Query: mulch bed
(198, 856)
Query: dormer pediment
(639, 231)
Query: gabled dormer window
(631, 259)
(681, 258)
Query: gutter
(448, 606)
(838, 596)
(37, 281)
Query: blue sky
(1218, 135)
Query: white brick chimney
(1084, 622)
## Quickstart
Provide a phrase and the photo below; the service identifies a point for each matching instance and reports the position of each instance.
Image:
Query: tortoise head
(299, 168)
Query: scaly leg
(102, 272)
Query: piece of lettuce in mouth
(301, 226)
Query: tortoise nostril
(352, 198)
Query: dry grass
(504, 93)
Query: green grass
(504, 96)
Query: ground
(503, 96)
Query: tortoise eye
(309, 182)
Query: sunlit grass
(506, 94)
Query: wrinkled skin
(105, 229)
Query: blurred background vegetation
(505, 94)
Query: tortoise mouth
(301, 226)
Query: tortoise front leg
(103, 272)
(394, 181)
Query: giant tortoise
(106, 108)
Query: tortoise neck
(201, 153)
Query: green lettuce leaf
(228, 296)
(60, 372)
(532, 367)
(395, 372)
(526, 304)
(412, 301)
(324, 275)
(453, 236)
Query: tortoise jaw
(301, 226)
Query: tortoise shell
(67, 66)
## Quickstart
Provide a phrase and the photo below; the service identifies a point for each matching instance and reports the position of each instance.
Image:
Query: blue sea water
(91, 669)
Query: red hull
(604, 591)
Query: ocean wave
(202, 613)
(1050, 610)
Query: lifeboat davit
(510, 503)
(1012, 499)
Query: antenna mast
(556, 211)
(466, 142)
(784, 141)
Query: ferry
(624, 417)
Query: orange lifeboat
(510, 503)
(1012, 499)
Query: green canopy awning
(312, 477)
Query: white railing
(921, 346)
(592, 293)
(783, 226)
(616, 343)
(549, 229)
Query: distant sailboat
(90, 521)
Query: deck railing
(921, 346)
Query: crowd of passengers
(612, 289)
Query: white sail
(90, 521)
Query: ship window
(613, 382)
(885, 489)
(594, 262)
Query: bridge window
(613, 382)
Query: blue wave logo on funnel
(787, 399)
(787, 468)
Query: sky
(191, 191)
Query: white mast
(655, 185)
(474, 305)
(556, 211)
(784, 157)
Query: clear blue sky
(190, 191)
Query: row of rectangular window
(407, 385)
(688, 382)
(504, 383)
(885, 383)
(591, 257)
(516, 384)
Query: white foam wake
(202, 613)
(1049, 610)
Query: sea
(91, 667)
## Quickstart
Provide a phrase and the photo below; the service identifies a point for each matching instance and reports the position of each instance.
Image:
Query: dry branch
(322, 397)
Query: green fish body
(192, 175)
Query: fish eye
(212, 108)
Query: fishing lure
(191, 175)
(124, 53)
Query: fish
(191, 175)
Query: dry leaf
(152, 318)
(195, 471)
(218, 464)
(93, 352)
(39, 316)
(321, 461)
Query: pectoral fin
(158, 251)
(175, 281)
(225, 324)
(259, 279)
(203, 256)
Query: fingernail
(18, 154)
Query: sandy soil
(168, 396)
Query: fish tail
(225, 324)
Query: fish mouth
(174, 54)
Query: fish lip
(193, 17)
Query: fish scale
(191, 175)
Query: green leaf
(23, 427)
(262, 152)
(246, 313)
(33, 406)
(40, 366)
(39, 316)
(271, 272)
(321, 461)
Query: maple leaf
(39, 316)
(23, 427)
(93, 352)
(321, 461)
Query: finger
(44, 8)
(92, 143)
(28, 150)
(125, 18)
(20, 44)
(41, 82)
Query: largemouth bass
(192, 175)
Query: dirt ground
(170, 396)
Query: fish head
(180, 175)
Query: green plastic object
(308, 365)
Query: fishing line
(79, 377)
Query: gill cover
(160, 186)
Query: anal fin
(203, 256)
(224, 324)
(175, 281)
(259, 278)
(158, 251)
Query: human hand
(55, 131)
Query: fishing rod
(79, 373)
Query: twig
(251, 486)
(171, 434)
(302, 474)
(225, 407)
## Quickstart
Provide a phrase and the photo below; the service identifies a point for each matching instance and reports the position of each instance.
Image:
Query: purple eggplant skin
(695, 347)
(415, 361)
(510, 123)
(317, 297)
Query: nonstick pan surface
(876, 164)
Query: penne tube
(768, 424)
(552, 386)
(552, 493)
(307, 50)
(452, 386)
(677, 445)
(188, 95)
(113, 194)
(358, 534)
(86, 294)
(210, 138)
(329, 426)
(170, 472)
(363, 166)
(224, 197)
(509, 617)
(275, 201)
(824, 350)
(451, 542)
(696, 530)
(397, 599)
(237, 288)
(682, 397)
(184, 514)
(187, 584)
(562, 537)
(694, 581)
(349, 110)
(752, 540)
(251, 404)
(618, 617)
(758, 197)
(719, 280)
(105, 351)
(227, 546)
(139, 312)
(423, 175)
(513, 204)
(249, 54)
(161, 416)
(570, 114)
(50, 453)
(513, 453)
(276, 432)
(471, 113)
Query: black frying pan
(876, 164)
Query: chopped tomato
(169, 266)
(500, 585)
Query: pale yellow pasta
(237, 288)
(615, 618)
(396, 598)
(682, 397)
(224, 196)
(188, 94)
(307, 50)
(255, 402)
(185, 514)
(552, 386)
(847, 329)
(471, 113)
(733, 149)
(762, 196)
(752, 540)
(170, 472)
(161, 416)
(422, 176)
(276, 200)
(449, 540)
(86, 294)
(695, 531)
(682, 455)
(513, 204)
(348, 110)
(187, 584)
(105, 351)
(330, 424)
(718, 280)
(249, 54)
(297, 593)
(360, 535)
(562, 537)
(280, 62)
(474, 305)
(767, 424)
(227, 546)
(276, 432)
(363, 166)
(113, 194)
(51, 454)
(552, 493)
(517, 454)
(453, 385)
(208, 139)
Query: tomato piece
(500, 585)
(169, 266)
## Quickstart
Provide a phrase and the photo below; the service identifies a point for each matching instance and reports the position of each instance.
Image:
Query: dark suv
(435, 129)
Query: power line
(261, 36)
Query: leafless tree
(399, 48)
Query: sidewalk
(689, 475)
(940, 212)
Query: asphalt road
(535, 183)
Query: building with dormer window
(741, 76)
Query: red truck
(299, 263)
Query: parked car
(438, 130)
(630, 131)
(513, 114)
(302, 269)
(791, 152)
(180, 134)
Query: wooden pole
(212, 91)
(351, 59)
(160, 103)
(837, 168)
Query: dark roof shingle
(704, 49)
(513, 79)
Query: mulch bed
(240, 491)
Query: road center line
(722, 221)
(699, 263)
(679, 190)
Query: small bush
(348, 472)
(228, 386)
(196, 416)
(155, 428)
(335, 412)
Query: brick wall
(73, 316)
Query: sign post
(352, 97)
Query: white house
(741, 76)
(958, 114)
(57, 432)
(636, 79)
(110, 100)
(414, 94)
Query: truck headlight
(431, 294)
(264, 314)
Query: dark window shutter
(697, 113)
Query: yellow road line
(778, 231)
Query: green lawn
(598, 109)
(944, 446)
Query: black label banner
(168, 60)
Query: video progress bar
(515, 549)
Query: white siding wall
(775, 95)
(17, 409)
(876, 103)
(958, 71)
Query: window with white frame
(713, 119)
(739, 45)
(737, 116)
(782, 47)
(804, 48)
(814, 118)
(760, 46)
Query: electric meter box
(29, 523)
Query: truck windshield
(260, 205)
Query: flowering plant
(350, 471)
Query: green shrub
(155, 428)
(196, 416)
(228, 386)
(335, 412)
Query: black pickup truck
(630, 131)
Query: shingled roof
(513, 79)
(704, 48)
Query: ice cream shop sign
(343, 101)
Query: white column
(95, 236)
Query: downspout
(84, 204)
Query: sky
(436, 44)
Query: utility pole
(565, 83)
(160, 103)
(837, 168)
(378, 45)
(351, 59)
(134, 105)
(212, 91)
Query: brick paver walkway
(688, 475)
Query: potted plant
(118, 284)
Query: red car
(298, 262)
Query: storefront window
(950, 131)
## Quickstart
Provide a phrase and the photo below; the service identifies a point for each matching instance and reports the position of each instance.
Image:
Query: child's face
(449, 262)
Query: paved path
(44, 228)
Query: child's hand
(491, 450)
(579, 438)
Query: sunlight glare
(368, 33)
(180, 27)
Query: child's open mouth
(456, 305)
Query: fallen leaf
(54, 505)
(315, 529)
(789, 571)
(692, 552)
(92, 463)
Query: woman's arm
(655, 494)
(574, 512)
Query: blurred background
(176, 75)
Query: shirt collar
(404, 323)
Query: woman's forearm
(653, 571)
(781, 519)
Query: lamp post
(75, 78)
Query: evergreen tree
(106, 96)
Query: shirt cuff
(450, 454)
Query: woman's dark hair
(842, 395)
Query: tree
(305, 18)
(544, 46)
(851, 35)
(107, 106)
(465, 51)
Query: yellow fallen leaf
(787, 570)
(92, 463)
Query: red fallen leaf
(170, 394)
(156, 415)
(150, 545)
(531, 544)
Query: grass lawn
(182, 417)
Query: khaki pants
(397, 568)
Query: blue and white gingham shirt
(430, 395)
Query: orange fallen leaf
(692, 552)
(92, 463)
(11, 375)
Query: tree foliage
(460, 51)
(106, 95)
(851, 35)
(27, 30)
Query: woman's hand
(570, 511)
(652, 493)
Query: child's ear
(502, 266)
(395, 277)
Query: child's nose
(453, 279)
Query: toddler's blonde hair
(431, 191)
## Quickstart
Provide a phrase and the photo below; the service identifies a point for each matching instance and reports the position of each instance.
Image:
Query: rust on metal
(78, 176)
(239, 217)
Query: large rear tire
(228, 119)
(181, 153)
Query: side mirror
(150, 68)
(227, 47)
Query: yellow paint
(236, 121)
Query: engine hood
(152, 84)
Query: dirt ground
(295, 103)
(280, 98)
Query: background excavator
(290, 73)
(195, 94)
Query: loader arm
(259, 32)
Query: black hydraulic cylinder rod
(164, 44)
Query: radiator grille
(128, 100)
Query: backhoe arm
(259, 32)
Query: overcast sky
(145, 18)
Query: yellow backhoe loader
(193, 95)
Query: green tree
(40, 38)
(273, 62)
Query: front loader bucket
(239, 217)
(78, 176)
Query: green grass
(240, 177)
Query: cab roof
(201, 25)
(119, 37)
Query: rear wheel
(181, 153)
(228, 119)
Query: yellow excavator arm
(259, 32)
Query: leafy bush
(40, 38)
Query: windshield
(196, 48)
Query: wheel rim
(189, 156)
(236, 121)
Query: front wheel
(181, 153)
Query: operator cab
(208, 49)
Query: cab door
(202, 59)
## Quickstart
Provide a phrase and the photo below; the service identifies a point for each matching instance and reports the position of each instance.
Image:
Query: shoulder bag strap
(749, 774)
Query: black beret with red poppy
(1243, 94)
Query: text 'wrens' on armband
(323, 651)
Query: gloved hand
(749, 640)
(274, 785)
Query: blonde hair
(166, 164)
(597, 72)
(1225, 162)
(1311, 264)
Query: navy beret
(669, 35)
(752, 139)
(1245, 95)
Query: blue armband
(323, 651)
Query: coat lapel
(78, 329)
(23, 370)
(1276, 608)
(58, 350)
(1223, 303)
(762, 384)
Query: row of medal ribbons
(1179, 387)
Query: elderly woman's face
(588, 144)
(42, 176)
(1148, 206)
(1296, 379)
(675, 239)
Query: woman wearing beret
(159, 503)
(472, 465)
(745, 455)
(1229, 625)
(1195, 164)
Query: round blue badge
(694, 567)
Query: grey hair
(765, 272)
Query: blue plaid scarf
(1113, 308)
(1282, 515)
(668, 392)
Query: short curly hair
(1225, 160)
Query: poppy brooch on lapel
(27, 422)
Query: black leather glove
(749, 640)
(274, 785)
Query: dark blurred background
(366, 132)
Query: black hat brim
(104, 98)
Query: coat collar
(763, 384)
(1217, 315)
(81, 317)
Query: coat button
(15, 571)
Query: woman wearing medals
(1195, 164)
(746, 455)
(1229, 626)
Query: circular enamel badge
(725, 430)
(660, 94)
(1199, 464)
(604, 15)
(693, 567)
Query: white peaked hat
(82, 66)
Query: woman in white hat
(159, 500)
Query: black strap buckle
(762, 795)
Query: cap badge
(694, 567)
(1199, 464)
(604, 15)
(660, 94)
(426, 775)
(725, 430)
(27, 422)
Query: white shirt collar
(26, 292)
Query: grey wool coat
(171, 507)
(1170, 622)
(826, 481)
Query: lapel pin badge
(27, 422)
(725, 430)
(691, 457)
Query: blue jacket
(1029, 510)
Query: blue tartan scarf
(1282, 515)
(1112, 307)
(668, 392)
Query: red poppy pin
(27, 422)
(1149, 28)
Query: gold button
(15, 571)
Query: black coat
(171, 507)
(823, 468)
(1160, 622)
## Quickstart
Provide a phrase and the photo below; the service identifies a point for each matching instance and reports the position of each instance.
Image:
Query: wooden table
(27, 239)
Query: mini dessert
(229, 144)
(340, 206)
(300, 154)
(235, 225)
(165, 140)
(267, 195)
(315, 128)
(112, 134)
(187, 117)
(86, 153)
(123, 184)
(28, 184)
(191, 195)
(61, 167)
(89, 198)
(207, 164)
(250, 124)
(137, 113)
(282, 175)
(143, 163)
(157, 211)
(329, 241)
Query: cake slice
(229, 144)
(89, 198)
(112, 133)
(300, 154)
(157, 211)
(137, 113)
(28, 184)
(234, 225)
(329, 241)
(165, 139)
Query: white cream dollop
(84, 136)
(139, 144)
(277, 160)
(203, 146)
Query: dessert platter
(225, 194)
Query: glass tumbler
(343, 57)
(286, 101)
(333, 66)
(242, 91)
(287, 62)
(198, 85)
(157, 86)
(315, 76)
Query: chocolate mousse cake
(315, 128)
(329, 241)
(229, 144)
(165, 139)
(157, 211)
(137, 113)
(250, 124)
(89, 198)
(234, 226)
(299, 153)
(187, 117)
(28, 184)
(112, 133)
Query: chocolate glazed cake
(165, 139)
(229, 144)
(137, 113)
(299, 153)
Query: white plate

****

Swap "gutter" for "rain gutter" in the records from the first line up to and including the line with "(1084, 622)", and give back only those lines with nothing else changed.

Query: mulch bed
(198, 856)
Query: dormer pediment
(639, 231)
Query: gabled dormer window
(631, 259)
(681, 258)
Query: rain gutter
(448, 606)
(838, 596)
(37, 281)
Query: blue sky
(1218, 135)
Query: white brick chimney
(1084, 622)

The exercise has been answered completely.